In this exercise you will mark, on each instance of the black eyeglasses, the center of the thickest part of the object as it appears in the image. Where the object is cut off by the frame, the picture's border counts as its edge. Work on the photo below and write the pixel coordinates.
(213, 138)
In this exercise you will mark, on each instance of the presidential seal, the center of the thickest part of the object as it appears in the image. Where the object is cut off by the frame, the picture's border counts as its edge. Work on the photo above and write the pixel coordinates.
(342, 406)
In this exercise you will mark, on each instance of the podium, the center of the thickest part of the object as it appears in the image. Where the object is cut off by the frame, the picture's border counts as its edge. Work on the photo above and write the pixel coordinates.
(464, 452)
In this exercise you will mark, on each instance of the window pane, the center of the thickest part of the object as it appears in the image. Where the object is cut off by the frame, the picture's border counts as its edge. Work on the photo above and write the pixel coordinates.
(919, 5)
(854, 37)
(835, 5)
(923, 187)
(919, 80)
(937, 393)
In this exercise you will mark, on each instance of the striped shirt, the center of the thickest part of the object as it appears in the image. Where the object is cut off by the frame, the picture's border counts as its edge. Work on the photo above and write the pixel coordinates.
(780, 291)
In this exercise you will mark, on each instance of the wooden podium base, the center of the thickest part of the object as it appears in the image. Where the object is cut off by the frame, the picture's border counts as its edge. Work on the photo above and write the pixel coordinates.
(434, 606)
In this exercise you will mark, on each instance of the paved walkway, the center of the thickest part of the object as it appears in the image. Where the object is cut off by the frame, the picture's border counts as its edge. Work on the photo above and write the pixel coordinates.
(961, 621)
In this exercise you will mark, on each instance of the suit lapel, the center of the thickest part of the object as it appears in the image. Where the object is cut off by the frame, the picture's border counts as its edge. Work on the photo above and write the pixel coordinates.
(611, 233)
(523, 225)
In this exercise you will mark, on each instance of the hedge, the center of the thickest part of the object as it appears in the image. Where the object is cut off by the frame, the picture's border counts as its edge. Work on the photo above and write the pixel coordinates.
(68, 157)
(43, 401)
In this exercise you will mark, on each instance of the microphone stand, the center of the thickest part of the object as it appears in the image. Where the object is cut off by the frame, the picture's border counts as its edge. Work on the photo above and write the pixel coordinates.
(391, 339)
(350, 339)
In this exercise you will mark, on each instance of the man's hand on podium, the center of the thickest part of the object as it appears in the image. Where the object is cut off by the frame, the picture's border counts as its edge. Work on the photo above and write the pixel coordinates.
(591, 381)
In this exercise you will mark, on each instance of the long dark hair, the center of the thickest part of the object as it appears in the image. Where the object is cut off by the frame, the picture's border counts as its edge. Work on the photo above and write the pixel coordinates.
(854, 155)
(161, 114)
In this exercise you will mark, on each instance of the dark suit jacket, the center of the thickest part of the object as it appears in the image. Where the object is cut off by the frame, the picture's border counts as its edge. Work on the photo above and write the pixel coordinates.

_What the task asks:_ Each record must be returned exactly as it is written.

_Final result:_
In this exercise you will mark, on each instance of the black eyeglasses, the center of the thickest part of the object as it appears in the image. Where the object is cut off by the frame, the picture's border counts as its edge. Work on the photo below and write the pixel coordinates.
(213, 138)
In this exercise you will mark, on each instance of the presidential seal, the center of the thickest part of the object as it appears in the image. Where the object is cut off by the frame, the picture's border counts as its edge. Work on the photo above and write the pixel coordinates.
(342, 406)
In this exercise you will mark, on each instance of the podium, the center of the thickest part of the object as it appears in the image. Where the object is cut off by the frame, the picture's border counts as its edge. Work on the photo above and write the pixel coordinates.
(464, 452)
In this exercise you will mark, on each instance of the window pane, the center of the thickest part of the object as it appears in the image. Where the object is cut off by the frame, the picture's border counts as its edge. Work on the photo above and write the pixel coordinates.
(919, 5)
(854, 37)
(835, 5)
(923, 187)
(919, 80)
(937, 393)
In this exercise you will mark, on each instance of the striped shirt, the center of the thickest part of the object as it appears in the image. Where the object is cut off by the frame, the picture's border counts as its edge. Work on the photo above and write the pixel coordinates.
(780, 291)
In this exercise you will mark, on each instance of the wooden podium base, the center of the thickest part of the object as it appears in the image. Where the object is cut off by the frame, the picture's border counts as its edge. Work on the photo above and write the pixel coordinates.
(434, 606)
In this exercise you will mark, on each instance of the paved walkway, the center of the thickest part of the object as it appears in the image. Where the object is cut off by the frame, the picture's border counts as its edge. Work on the photo above and write the pixel coordinates.
(961, 621)
In this exercise you will mark, on each instance of the suit lapel, the center of the thickest part of the object as it appears in the image. Where the object is cut off by the frame, the picture's border counts as its edge. Work on the photo above and write the pixel coordinates.
(611, 233)
(523, 225)
In this exercise you will mark, on each instance of the hedge, the center of the thickest part of the object as it appears in the image. Where the object is cut off by the frame, the picture's border counts as its edge. Work on the photo above and write the pixel coordinates.
(68, 157)
(43, 401)
In this exercise you will mark, on each instance of the microphone stand, the center of the thickest part of the object as it appears in the image. Where the object is cut off by the frame, the picture's border counts as its edge. Work on the photo above and write the pixel coordinates.
(391, 339)
(350, 339)
In this exercise you will mark, on each instance of the man's hand on podium, the center of the thickest part of the object as it appears in the image. Where the object is cut off by the frame, the picture's border counts as its edge. Work on the photo above and write the pixel coordinates.
(591, 381)
In this exercise you will mark, on each instance of the long dark hair, the center of the thickest part of the object as it appears in the image. Where the object is cut off by the frame, the picture's border counts as its edge. Work on the photo above and write the pixel coordinates.
(854, 155)
(161, 114)
In this exercise you will mark, on each instance of the dark suit jacket, the center of the thickest part of the object as it appears in the image. Where the object is cut off by the frame, the picture's border counts as its edge. Work on the photo above and write the pixel coordinates.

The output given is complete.